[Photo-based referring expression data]
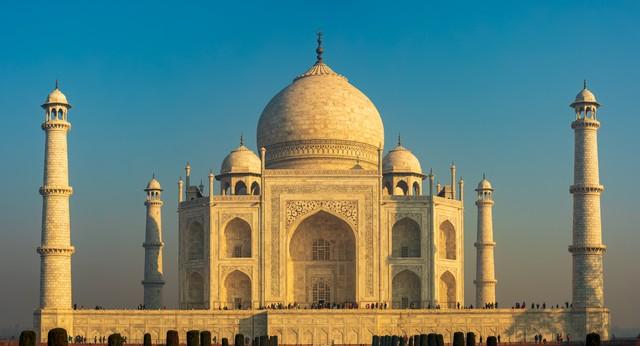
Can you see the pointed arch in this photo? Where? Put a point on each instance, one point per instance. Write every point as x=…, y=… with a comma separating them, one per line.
x=387, y=189
x=405, y=238
x=195, y=241
x=240, y=188
x=237, y=293
x=255, y=188
x=333, y=262
x=196, y=288
x=237, y=242
x=406, y=290
x=402, y=189
x=448, y=292
x=447, y=247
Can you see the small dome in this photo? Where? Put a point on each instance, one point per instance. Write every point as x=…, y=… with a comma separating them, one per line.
x=241, y=160
x=153, y=184
x=585, y=96
x=401, y=160
x=484, y=184
x=56, y=97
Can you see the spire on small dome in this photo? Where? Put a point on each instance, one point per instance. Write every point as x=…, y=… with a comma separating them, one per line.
x=319, y=49
x=56, y=97
x=153, y=184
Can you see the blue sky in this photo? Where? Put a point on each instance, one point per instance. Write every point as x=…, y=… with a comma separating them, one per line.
x=485, y=84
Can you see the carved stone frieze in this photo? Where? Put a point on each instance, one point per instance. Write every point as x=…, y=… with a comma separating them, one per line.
x=228, y=216
x=299, y=208
x=226, y=270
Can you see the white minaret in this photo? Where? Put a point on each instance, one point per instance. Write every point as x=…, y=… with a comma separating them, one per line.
x=587, y=249
x=485, y=270
x=153, y=272
x=55, y=247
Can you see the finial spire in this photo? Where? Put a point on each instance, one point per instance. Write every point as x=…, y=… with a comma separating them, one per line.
x=319, y=49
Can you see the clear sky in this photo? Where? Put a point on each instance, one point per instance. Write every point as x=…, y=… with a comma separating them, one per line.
x=486, y=84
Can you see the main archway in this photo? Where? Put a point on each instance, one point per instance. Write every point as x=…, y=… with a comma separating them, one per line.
x=321, y=264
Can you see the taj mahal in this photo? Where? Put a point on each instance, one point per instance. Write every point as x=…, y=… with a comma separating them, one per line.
x=320, y=236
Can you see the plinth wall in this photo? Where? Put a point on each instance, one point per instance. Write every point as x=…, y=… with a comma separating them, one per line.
x=324, y=327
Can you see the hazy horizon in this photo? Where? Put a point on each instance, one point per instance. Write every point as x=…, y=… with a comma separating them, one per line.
x=153, y=86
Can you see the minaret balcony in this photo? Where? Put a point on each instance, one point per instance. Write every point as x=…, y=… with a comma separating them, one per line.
x=56, y=124
x=53, y=250
x=583, y=123
x=49, y=190
x=586, y=188
x=588, y=249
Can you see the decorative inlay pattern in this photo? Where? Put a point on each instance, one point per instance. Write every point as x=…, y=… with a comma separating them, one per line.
x=368, y=218
x=413, y=216
x=298, y=209
x=417, y=269
x=228, y=216
x=226, y=270
x=322, y=148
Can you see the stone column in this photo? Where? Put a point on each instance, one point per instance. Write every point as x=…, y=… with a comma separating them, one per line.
x=587, y=249
x=55, y=248
x=153, y=272
x=485, y=269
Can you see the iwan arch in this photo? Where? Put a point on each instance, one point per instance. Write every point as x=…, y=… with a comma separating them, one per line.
x=322, y=217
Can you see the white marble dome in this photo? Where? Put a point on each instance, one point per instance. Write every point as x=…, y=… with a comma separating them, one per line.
x=56, y=96
x=585, y=96
x=401, y=160
x=153, y=184
x=241, y=160
x=320, y=121
x=484, y=184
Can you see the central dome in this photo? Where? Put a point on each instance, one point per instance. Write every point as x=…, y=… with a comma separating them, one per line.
x=320, y=121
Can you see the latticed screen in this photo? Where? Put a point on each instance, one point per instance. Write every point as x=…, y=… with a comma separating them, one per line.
x=320, y=250
x=237, y=251
x=321, y=292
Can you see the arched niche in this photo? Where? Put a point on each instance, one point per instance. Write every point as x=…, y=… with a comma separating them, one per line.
x=334, y=265
x=447, y=297
x=406, y=290
x=237, y=286
x=195, y=241
x=447, y=241
x=237, y=242
x=405, y=238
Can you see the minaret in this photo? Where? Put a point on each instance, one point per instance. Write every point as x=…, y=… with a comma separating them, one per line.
x=55, y=249
x=485, y=270
x=153, y=272
x=587, y=248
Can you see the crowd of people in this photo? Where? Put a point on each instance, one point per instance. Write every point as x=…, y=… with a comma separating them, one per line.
x=376, y=305
x=538, y=306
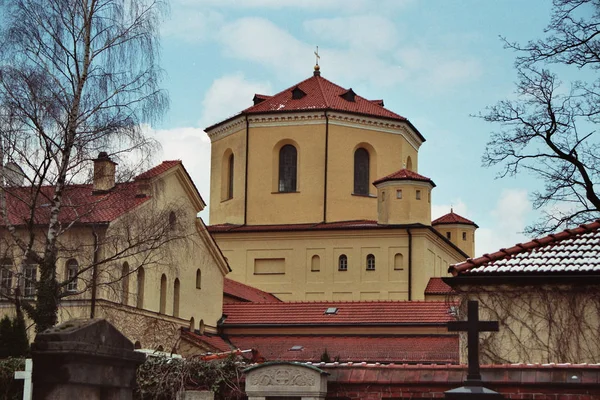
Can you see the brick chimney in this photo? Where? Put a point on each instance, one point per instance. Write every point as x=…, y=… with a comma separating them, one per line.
x=104, y=173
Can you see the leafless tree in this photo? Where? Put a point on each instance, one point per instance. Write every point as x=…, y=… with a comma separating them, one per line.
x=76, y=77
x=549, y=129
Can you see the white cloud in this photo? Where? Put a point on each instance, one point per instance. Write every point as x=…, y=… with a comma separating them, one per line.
x=227, y=96
x=509, y=218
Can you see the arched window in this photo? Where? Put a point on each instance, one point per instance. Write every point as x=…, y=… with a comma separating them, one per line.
x=6, y=276
x=343, y=263
x=141, y=284
x=230, y=164
x=288, y=157
x=398, y=261
x=315, y=263
x=72, y=270
x=125, y=283
x=361, y=171
x=163, y=294
x=370, y=262
x=176, y=298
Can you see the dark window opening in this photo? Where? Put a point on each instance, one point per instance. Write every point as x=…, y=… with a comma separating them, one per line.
x=288, y=157
x=361, y=171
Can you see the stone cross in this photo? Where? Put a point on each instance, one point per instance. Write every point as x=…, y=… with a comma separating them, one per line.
x=473, y=326
x=26, y=376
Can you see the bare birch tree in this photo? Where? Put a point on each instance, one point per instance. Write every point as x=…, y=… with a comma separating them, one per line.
x=76, y=77
x=550, y=129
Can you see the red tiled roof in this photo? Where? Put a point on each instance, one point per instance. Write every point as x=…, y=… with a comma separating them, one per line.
x=80, y=203
x=404, y=175
x=452, y=218
x=437, y=286
x=572, y=251
x=215, y=342
x=348, y=313
x=247, y=293
x=158, y=170
x=384, y=349
x=319, y=94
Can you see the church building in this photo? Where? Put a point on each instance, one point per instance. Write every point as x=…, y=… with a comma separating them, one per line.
x=316, y=195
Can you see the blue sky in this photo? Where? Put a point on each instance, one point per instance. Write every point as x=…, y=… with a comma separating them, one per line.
x=435, y=62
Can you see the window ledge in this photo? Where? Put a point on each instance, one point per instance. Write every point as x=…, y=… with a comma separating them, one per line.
x=372, y=196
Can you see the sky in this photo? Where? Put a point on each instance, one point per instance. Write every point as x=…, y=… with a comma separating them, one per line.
x=435, y=62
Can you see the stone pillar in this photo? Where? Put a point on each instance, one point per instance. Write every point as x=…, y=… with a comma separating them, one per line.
x=84, y=359
x=292, y=380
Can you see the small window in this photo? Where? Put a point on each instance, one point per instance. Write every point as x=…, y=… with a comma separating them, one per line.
x=30, y=275
x=72, y=270
x=370, y=262
x=343, y=263
x=315, y=264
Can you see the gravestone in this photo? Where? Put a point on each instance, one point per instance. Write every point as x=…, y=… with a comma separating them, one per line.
x=473, y=388
x=285, y=380
x=84, y=359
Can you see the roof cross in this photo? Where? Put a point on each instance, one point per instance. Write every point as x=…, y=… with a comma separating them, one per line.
x=473, y=326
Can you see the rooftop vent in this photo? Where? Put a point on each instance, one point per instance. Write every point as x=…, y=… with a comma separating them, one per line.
x=348, y=95
x=297, y=93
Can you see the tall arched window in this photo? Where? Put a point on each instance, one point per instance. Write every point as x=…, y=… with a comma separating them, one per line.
x=72, y=268
x=230, y=164
x=163, y=294
x=288, y=157
x=343, y=263
x=361, y=171
x=370, y=262
x=141, y=284
x=125, y=283
x=176, y=298
x=6, y=276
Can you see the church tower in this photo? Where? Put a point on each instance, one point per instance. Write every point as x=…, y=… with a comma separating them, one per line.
x=309, y=201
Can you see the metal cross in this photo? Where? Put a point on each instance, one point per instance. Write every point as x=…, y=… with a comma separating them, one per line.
x=473, y=326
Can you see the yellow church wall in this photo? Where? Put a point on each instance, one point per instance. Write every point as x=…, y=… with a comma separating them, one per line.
x=292, y=276
x=266, y=205
x=222, y=209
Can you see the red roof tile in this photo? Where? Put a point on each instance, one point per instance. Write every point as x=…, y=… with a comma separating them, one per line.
x=318, y=93
x=158, y=170
x=247, y=293
x=404, y=175
x=573, y=251
x=384, y=349
x=452, y=218
x=437, y=286
x=348, y=313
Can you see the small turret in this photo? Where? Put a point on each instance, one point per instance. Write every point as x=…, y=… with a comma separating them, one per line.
x=458, y=230
x=404, y=197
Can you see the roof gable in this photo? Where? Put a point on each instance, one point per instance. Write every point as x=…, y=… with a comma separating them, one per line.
x=573, y=251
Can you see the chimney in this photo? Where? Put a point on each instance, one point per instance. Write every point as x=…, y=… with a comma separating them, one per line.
x=104, y=173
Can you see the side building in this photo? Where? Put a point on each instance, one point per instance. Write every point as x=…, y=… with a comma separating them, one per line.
x=134, y=253
x=316, y=195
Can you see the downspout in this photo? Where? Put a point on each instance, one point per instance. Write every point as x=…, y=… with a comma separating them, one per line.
x=326, y=162
x=94, y=275
x=409, y=264
x=246, y=172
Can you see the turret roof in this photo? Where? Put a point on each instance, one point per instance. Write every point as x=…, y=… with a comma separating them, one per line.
x=403, y=175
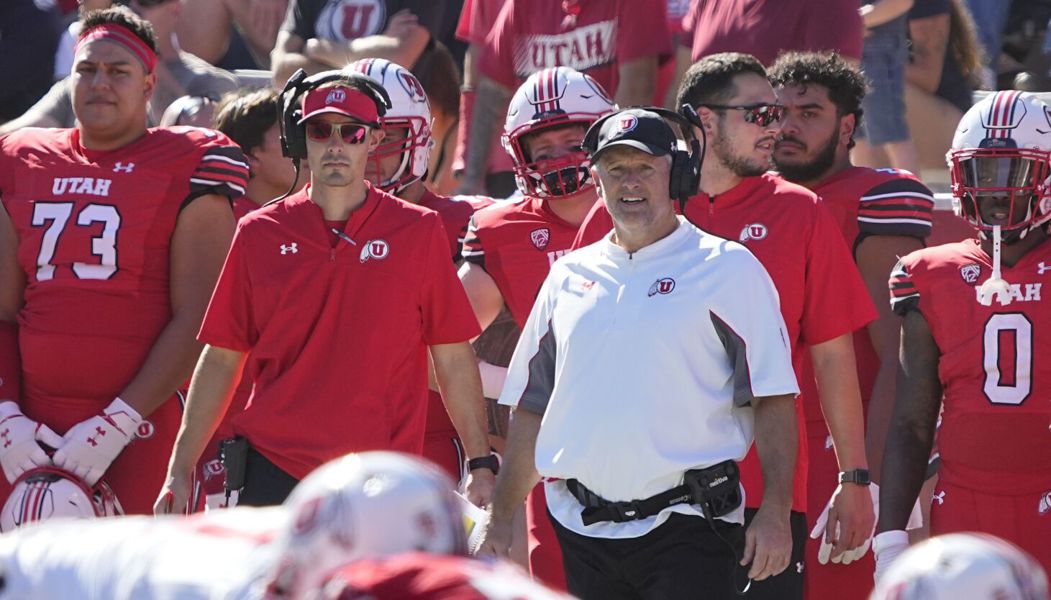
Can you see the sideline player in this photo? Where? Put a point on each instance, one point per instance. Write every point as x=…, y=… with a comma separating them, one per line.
x=794, y=235
x=510, y=247
x=338, y=292
x=111, y=236
x=883, y=214
x=397, y=166
x=974, y=342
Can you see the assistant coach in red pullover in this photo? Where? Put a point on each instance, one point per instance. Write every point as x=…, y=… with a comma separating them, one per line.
x=338, y=292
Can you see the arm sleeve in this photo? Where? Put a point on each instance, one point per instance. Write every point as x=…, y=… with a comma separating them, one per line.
x=904, y=293
x=301, y=18
x=747, y=319
x=447, y=313
x=229, y=319
x=837, y=301
x=222, y=168
x=897, y=207
x=531, y=375
x=642, y=29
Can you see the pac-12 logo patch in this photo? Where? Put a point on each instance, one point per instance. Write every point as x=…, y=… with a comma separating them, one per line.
x=375, y=249
x=970, y=273
x=753, y=231
x=661, y=286
x=540, y=238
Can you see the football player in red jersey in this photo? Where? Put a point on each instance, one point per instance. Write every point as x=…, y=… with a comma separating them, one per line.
x=111, y=236
x=974, y=338
x=510, y=246
x=397, y=166
x=823, y=298
x=883, y=214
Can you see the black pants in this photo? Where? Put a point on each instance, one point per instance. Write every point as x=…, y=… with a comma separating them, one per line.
x=682, y=558
x=788, y=584
x=265, y=483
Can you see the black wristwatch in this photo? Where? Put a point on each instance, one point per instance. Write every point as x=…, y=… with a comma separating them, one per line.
x=858, y=476
x=492, y=462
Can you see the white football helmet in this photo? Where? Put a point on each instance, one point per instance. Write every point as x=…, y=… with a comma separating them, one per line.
x=553, y=98
x=410, y=110
x=47, y=493
x=1002, y=151
x=954, y=566
x=367, y=504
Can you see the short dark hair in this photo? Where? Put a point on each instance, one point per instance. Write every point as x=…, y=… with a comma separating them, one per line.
x=845, y=83
x=123, y=17
x=247, y=115
x=711, y=80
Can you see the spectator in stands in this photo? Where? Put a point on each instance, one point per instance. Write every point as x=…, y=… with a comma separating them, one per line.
x=883, y=139
x=231, y=34
x=619, y=43
x=28, y=36
x=320, y=35
x=941, y=78
x=178, y=74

• YOUR OBJECTIVE
Set down only these lines, exactly: the one containing "Can you see the short" and each line after it through the end of the entries above.

• TASK SOLUTION
Can you see the short dark hair in this photo? Where? Put a point on each instance, one point per instance. Write every point as x=…, y=… with a comma separating them, one per line.
x=845, y=83
x=123, y=17
x=247, y=115
x=711, y=80
Can you see the spectator in stands in this photo? Where? Put a point on each instance, one point per instance. Write every point as x=…, y=… with a comma separating them, one per line.
x=883, y=139
x=231, y=34
x=619, y=43
x=28, y=36
x=320, y=35
x=941, y=78
x=178, y=74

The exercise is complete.